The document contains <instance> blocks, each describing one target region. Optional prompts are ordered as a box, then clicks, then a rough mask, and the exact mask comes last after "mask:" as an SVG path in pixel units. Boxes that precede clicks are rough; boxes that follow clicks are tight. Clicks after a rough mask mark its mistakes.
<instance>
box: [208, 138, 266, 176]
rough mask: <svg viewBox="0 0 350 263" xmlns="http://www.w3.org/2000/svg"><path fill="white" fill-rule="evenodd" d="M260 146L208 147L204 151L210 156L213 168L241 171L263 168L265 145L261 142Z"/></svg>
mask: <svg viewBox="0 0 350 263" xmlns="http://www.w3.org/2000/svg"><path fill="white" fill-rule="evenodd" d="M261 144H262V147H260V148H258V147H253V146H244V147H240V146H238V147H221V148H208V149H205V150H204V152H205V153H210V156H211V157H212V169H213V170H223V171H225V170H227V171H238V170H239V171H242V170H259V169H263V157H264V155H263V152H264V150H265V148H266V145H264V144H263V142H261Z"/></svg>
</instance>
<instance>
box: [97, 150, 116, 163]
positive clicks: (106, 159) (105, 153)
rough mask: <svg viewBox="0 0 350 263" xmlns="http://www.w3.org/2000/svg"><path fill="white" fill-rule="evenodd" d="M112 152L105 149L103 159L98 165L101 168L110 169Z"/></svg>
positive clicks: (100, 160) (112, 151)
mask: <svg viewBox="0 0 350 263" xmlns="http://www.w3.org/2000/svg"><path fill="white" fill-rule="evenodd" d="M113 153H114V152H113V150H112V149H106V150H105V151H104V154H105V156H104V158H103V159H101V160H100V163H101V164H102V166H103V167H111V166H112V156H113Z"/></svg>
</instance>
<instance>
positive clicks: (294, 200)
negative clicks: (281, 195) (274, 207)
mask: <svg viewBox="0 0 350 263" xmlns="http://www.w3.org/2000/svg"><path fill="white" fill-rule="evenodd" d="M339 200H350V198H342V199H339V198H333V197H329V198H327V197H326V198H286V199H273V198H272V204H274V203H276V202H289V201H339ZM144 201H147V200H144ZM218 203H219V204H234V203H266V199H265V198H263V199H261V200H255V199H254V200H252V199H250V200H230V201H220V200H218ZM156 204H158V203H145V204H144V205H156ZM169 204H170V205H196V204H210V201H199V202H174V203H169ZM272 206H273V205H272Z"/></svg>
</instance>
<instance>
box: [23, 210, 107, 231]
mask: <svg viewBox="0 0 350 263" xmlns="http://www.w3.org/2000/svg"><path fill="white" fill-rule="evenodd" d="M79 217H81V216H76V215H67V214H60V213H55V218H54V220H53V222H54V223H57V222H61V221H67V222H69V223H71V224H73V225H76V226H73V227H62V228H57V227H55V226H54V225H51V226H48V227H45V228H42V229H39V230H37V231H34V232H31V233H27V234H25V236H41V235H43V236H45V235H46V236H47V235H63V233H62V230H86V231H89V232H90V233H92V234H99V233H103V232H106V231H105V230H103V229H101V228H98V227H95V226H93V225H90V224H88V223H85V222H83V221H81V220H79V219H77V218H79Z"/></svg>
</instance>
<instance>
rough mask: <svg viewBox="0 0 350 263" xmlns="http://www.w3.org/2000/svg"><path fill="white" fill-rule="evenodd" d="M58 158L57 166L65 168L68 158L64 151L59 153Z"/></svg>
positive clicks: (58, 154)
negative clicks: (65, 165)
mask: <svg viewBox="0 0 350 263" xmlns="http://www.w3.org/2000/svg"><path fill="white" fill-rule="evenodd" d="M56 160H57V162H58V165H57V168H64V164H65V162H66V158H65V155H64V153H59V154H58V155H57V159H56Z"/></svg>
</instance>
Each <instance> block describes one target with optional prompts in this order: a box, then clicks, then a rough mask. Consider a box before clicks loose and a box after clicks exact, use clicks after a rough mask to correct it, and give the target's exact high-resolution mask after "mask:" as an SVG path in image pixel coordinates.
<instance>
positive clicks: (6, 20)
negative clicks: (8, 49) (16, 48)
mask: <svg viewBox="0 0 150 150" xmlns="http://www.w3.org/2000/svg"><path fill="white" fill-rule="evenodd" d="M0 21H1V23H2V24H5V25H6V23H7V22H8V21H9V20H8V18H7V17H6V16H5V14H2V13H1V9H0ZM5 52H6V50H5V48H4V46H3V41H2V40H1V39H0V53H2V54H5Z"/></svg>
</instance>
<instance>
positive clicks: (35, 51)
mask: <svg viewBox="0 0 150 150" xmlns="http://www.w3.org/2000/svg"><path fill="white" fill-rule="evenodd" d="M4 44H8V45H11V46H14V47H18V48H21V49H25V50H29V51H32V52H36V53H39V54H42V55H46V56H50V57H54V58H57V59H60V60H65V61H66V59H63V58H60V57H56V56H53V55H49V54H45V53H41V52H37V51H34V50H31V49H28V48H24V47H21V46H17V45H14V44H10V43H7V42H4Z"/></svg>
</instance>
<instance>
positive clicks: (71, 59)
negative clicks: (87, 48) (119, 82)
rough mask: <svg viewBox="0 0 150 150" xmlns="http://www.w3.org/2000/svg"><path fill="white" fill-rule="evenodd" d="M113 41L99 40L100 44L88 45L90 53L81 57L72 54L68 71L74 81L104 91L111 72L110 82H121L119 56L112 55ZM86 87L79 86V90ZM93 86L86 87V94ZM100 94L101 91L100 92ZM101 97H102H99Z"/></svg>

___

WHAT YOU WILL DO.
All entries must be printed exactly, with nothing omitted.

RESULT FOR THIS EXERCISE.
The document contains <instance> blocks, each describing one target region. Optional prompts are ordered as a box, then clicks, then a rough mask, and the exact mask comes last after "mask:" as an SVG path in pixel units. Boxes that precede clicks are rough; boxes that follow clicks are tight. Clicks after a rough mask mark its mistakes.
<instance>
box: [208, 138, 266, 176]
rough mask: <svg viewBox="0 0 350 263" xmlns="http://www.w3.org/2000/svg"><path fill="white" fill-rule="evenodd" d="M260 146L208 147L204 151L210 156L213 168L241 171L263 168L265 145L261 142Z"/></svg>
mask: <svg viewBox="0 0 350 263" xmlns="http://www.w3.org/2000/svg"><path fill="white" fill-rule="evenodd" d="M261 144H262V147H260V148H258V147H253V146H244V147H240V146H238V147H221V148H208V149H205V150H204V152H205V153H210V156H211V157H212V169H213V170H223V171H225V170H227V171H238V170H239V171H242V170H259V169H263V157H264V155H263V152H264V150H265V148H266V145H264V144H263V142H261Z"/></svg>
</instance>
<instance>
box: [97, 150, 116, 163]
positive clicks: (106, 159) (105, 153)
rough mask: <svg viewBox="0 0 350 263" xmlns="http://www.w3.org/2000/svg"><path fill="white" fill-rule="evenodd" d="M112 152L105 149L103 159L98 165L101 168L110 169Z"/></svg>
positive clicks: (100, 160) (112, 151)
mask: <svg viewBox="0 0 350 263" xmlns="http://www.w3.org/2000/svg"><path fill="white" fill-rule="evenodd" d="M113 153H114V152H113V150H112V149H106V150H105V151H104V154H105V156H104V158H103V159H101V160H100V163H101V164H102V166H103V167H111V166H112V156H113Z"/></svg>
</instance>
<instance>
positive clicks: (294, 200)
negative clicks: (281, 195) (274, 207)
mask: <svg viewBox="0 0 350 263" xmlns="http://www.w3.org/2000/svg"><path fill="white" fill-rule="evenodd" d="M339 200H350V198H342V199H339V198H333V197H329V198H327V197H326V198H286V199H273V198H272V204H274V203H276V202H289V201H339ZM144 201H147V200H144ZM218 203H219V204H234V203H266V199H265V198H263V199H261V200H255V199H254V200H252V199H250V200H230V201H220V200H218ZM156 204H158V203H145V204H144V205H156ZM169 204H170V205H196V204H210V201H199V202H174V203H169ZM272 206H273V205H272Z"/></svg>
</instance>
<instance>
box: [23, 210, 107, 231]
mask: <svg viewBox="0 0 350 263" xmlns="http://www.w3.org/2000/svg"><path fill="white" fill-rule="evenodd" d="M79 217H81V216H76V215H67V214H60V213H55V218H54V220H53V222H54V223H57V222H61V221H67V222H69V223H71V224H73V225H76V226H73V227H62V228H57V227H55V226H54V225H51V226H48V227H45V228H42V229H39V230H37V231H34V232H31V233H27V234H25V236H41V235H43V236H45V235H46V236H47V235H63V233H62V230H86V231H89V232H90V233H92V234H99V233H103V232H106V231H105V230H103V229H101V228H98V227H95V226H93V225H90V224H88V223H85V222H83V221H81V220H79V219H77V218H79Z"/></svg>
</instance>
<instance>
rough mask: <svg viewBox="0 0 350 263" xmlns="http://www.w3.org/2000/svg"><path fill="white" fill-rule="evenodd" d="M58 158L57 166L65 168L68 158L64 151L59 153Z"/></svg>
positive clicks: (58, 154)
negative clicks: (65, 165)
mask: <svg viewBox="0 0 350 263" xmlns="http://www.w3.org/2000/svg"><path fill="white" fill-rule="evenodd" d="M56 160H57V162H58V165H57V168H64V164H65V162H66V158H65V155H64V153H59V154H58V155H57V159H56Z"/></svg>
</instance>
Each <instance> block describes one target with optional prompts in this order: a box, then clicks, then a rough mask. Consider a box before clicks loose and a box after clicks exact, use clicks after a rough mask to correct it, and give the target's exact high-resolution mask after "mask:" as an SVG path in image pixel coordinates.
<instance>
positive clicks: (6, 20)
negative clicks: (8, 49) (16, 48)
mask: <svg viewBox="0 0 150 150" xmlns="http://www.w3.org/2000/svg"><path fill="white" fill-rule="evenodd" d="M0 21H1V23H2V24H5V25H6V23H7V22H8V21H9V20H8V18H7V17H6V16H5V14H2V13H1V9H0ZM5 52H6V50H5V48H4V46H3V41H2V40H1V39H0V53H2V54H5Z"/></svg>
</instance>
<instance>
positive clicks: (35, 51)
mask: <svg viewBox="0 0 150 150" xmlns="http://www.w3.org/2000/svg"><path fill="white" fill-rule="evenodd" d="M4 44H8V45H11V46H14V47H18V48H21V49H25V50H29V51H32V52H36V53H39V54H42V55H46V56H50V57H54V58H57V59H60V60H65V61H66V59H63V58H60V57H56V56H53V55H49V54H45V53H41V52H37V51H34V50H31V49H28V48H24V47H21V46H17V45H14V44H10V43H7V42H4Z"/></svg>
</instance>
<instance>
positive clicks: (71, 59)
negative clicks: (87, 48) (119, 82)
rough mask: <svg viewBox="0 0 150 150" xmlns="http://www.w3.org/2000/svg"><path fill="white" fill-rule="evenodd" d="M113 41L99 40L100 44L88 45L90 53L81 57L72 54L68 71L74 81L104 91L111 72L110 82H121L119 56L112 55ZM86 87L79 86V90ZM93 86L86 87V94ZM100 94L101 91L100 92ZM101 97H102H99Z"/></svg>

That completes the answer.